- _Problem requirements_:
Copy each entry below unchanged; the images do not go in the copy.

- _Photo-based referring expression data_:
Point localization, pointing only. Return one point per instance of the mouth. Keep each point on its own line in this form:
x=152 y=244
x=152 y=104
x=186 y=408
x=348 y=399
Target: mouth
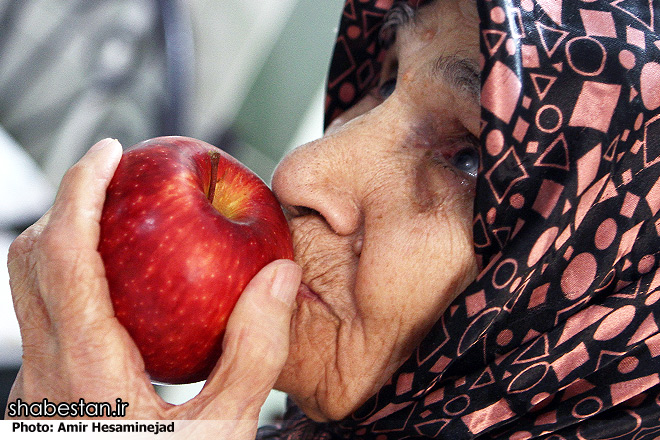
x=304 y=292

- _Solution for this problem_:
Point localization, pointing only. Return one point per instance of the mouth. Keep each point on its own line in this form:
x=152 y=244
x=152 y=104
x=186 y=408
x=348 y=399
Target: mouth
x=304 y=292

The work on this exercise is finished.